→ Actividades:
A) Según el texto sobre La balada de Narayama, ¿qué hacen los ancianos de la aldea cuando notan los primeros síntomas de decrepitud?
B) Retoma el texto sobre La balada de Narayama a partir de su última oración y escribe un párrafo más.

→ Texto para analizar:
Contra todo pronóstico, la Palma de Oro de 1983 viajó a Japón. Scorsese presentaba El rey de la comedia y los Monty Python probaban suerte con El sentido de la vida. Erice acudía al certamen con El Sur bajo el brazo y un Matthew Broderick casi adolescente se colaba en las computadoras del Pentágono y la liaba pardísima en Juegos de guerra. Entre tanta aristocracia, pocos esperaban que una cinta sin excesivas pretensiones como La balada de Narayama convenciese al jurado. El guion se las traía. Al pie de la montaña sagrada de turno, una aldea intenta sobrevivir al invierno. Lo que no se lleva el frío se lo llevan las hambrunas. Los recursos escasean y los vecinos tienen que hacer malabares para administrarlos cabalmente. Como la penuria se vuelve estructural, los ancianos del pueblo se saben una carga para las familias. Estoicos ellos, en el momento en que experimentan los primeros síntomas de decrepitud se retiran voluntariamente al monte y se echan a morir. Los más concienciados -como ocurre con la madre del protagonista- llegan incluso a volarse la dentadura para acelerar la decadencia y precipitar el fin.

→ Listado aportado:
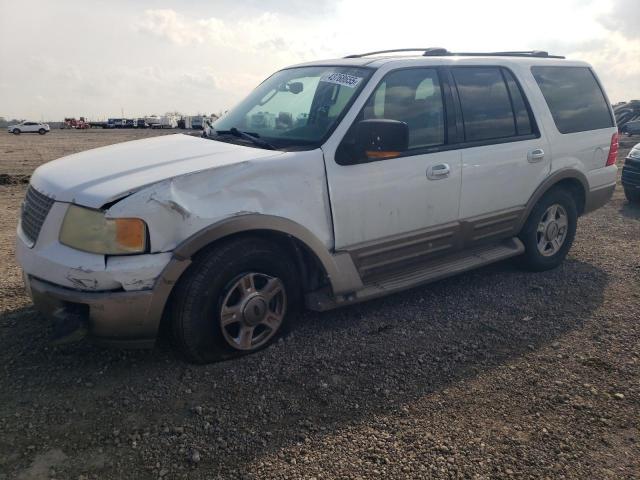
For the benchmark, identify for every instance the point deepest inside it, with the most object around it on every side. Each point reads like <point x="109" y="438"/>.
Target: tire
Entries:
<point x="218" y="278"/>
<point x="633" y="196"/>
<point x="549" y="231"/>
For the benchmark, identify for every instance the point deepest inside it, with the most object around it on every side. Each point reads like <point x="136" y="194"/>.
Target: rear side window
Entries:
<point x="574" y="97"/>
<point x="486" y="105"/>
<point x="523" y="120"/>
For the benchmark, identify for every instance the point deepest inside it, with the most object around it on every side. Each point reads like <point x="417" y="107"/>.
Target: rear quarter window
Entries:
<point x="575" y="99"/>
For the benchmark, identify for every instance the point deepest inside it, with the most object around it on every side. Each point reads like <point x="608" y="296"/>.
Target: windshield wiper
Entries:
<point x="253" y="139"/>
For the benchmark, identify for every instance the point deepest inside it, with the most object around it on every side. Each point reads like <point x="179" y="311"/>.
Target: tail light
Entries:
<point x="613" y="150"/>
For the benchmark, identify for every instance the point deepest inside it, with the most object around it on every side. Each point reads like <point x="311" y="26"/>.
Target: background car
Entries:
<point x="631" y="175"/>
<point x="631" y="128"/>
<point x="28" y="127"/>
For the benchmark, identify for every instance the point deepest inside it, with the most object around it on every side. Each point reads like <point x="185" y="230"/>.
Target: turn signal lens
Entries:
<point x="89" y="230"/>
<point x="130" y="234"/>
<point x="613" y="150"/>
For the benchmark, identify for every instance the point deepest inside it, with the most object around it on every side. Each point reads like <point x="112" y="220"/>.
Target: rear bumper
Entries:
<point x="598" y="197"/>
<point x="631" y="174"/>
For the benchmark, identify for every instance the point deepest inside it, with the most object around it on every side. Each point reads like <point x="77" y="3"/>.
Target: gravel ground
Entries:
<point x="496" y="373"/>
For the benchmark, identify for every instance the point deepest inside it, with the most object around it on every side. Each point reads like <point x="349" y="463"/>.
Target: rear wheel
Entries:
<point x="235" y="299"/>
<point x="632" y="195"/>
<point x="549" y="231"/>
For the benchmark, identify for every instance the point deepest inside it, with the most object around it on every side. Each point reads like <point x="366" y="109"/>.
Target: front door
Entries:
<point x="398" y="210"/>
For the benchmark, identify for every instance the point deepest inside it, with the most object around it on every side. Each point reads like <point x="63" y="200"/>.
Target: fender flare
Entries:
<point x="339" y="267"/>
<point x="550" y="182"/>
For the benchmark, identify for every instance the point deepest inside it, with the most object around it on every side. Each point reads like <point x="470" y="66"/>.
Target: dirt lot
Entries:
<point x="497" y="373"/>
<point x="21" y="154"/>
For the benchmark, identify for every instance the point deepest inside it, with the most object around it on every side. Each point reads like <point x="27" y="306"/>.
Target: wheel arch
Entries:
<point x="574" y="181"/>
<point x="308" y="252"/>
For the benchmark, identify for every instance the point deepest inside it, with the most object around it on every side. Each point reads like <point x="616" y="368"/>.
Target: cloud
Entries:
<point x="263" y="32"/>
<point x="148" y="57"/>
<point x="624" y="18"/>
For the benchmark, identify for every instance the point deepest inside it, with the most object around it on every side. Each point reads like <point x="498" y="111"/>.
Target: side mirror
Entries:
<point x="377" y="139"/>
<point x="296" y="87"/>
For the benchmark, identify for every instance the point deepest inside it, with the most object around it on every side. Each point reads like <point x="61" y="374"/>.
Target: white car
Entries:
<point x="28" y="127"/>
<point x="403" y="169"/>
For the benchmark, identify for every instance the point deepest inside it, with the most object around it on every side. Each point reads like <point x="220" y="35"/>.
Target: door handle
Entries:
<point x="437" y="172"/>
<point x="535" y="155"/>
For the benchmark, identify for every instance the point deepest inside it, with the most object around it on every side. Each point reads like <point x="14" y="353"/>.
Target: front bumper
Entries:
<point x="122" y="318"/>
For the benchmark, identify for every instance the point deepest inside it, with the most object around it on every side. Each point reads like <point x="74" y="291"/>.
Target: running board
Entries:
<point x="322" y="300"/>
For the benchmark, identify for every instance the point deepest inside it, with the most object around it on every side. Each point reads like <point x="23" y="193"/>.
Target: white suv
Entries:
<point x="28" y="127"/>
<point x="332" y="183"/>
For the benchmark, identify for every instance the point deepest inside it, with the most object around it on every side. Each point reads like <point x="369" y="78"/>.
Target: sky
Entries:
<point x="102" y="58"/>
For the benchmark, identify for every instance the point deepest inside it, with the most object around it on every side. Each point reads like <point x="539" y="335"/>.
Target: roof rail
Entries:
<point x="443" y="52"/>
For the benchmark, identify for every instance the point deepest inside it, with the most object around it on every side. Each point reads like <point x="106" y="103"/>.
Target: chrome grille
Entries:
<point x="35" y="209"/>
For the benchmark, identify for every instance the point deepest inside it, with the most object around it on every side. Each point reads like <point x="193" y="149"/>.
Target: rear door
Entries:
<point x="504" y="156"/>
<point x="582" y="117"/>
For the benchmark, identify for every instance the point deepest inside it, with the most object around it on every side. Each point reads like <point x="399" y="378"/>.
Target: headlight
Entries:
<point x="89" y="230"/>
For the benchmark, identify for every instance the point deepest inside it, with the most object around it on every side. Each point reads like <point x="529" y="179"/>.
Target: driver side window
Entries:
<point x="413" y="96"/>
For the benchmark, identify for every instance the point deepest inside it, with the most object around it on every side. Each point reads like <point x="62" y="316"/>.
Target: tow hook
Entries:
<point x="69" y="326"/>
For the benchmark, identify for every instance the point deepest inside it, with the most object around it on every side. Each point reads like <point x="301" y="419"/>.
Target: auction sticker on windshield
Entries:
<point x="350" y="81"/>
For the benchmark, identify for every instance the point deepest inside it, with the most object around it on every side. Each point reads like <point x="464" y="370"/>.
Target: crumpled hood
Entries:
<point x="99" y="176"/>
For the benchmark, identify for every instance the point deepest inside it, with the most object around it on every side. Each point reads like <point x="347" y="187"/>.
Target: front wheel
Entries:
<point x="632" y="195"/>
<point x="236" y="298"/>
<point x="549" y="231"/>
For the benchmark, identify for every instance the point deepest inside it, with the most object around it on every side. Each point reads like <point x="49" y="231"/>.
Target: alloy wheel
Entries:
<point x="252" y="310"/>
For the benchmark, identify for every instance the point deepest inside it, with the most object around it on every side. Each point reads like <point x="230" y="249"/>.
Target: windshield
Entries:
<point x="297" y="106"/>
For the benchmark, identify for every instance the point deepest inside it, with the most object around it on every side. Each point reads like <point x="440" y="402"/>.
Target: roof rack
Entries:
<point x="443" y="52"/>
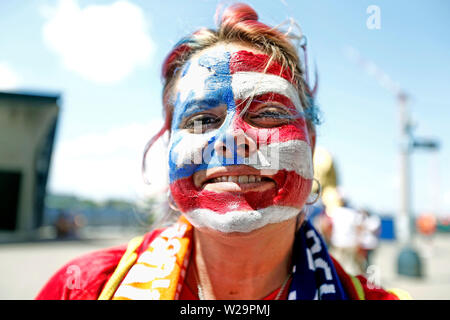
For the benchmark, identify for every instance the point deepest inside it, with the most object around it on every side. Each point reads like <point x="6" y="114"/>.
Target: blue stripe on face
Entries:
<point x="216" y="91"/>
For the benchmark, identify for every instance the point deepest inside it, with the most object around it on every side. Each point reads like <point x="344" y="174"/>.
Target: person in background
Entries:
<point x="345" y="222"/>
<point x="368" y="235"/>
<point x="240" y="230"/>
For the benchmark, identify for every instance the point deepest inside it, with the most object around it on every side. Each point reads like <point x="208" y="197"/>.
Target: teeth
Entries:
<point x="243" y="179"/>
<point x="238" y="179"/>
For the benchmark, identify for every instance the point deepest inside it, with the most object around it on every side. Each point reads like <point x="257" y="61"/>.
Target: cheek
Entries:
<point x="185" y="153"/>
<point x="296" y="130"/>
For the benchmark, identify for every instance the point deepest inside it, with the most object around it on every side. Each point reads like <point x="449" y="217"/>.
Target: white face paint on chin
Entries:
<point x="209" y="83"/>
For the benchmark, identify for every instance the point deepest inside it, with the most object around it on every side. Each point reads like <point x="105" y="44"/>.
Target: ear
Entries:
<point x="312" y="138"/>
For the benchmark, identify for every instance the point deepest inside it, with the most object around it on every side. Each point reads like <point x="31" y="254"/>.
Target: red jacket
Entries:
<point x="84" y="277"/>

→ Respuestas a tareas:
A) Se retiran voluntariamente al monte y se echan a morir.

B)
Desde este rincón del Mediterráneo, donde todo se apura hasta las heces, cuesta defender la conveniencia de quitarse de en medio antes de convertirse en estorbo. Lo nuestro es salir tarde y mal de los sitios. Apelando a la furia y a lo heroico, estiramos las guerras hasta que el enemigo se cansa de darnos estopa y empieza a enternecerse ante nuestra pasión por el desastre. Apelando a la hipoteca, nos negamos a dar por finiquitados los amores hasta que no vuelan los últimos platos y los últimos reproches. El español se aferra al sillón en los consejos directivos y al respirador artificial en los hospitales. Exprime la visita e ignora los bostezos de los anfitriones. Lo de la fugacidad de la vida y el marcharse a tiempo sin hacer demasiado ruido es cosa de orientales. Y de Iniesta.